(Stored entries)
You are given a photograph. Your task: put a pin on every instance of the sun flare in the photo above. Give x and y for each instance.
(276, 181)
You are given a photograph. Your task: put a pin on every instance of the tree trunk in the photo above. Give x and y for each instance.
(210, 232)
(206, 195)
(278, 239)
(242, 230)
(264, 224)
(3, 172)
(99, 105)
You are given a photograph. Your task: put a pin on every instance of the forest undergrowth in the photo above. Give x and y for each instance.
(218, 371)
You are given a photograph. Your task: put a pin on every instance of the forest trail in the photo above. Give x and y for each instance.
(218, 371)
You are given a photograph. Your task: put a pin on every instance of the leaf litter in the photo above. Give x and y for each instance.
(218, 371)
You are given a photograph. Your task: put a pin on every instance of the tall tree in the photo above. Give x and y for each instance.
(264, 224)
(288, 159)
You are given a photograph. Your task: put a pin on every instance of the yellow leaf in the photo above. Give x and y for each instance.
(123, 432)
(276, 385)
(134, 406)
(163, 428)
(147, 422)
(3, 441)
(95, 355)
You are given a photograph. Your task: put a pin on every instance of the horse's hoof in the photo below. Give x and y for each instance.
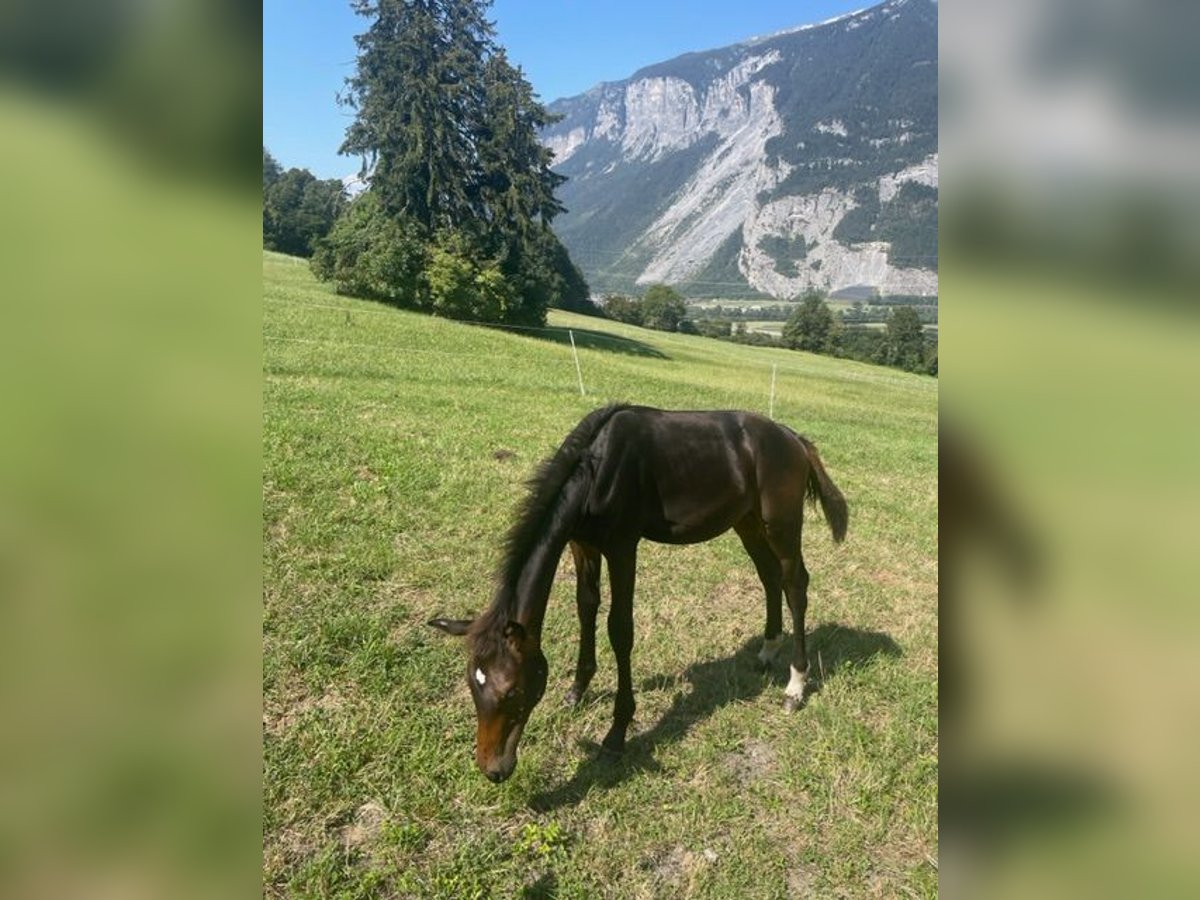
(792, 703)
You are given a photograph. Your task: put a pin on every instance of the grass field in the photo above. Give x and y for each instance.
(395, 450)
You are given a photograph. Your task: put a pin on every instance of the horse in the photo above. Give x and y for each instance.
(625, 473)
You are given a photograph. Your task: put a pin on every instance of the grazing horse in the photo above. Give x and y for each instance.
(627, 473)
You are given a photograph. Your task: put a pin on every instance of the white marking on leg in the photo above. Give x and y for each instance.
(796, 685)
(771, 648)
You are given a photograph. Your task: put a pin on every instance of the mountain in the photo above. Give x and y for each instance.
(803, 159)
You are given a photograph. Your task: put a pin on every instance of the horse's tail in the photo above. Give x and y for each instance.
(821, 487)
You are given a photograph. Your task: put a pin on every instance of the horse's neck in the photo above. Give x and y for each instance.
(537, 574)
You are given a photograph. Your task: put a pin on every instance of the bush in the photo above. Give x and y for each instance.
(373, 256)
(462, 287)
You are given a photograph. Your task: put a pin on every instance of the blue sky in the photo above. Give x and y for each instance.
(563, 46)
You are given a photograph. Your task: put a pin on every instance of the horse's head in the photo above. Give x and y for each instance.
(507, 676)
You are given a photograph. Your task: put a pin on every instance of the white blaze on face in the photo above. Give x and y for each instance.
(796, 685)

■ **What to do**: Arrange the material above as a two-column CSV with the columns "prompt" and "points", one row per piece of text paired with its answer, each in a single quoted field with line breaks replaced by spaces. Start at the line containing "of the yellow", continue through the end of the material, and leave the pictures out.

■ **Task result**:
prompt,points
"You are given a photograph. Your task: put a pin on every instance of the yellow leaf in the photo above. Give x and y for each instance.","(123, 432) (276, 385) (134, 406) (163, 428) (147, 422) (3, 441) (95, 355)"
"You are given a photograph. Your task: put a pin on every instance of the horse's hoof in the photo below. Give x and y for each instance.","(792, 703)"
"You are given a photograph. Your task: put a pin on every instance of the grass field in the photo above. Give x and y for each instance.","(395, 450)"
"You are given a photograph. Your task: put a pin on every instance of the horse in the photo above. Give x and y for each instance.","(625, 473)"
"You are given a photograph. Your task: put a pin on every instance of the grazing horse in the photo above. Give x and y for each instance.","(627, 473)"
"You are given a photograph. Your task: put a pin on every instance of the white marking on leg in the photo above. Give x and y for each instance.","(796, 685) (771, 648)"
"You are given a photograph. Your task: put a pin on every instance of the mountain in the photo above. Give x and y for each instance.","(803, 159)"
"You are given a photograph. Your task: put a pin on every instance of the horse's tail in the photo above. Give x and y for each instance.","(821, 487)"
"You are given a photograph. Your task: put a pin on every instance of the horse's neck in the photo above. Give x and y for each instance.","(537, 574)"
"You are given a photograph. Your task: put a pin on every instance of the bush in the photo above. Give x and y for each instance.","(373, 256) (462, 287)"
"You are given a photograph. Your task: put a pin on every instance of the blue sky in the photo above. Give x and y for each instance.","(563, 46)"
"You are given a photograph. Your task: put a pin on every instance of the horse's head in the photo above. Give x and y for each instance.","(507, 676)"
"You are given a photograph. Your task: put a pin on every instance of the white blaze on face in the photo above. Give x and y for each instance.","(796, 685)"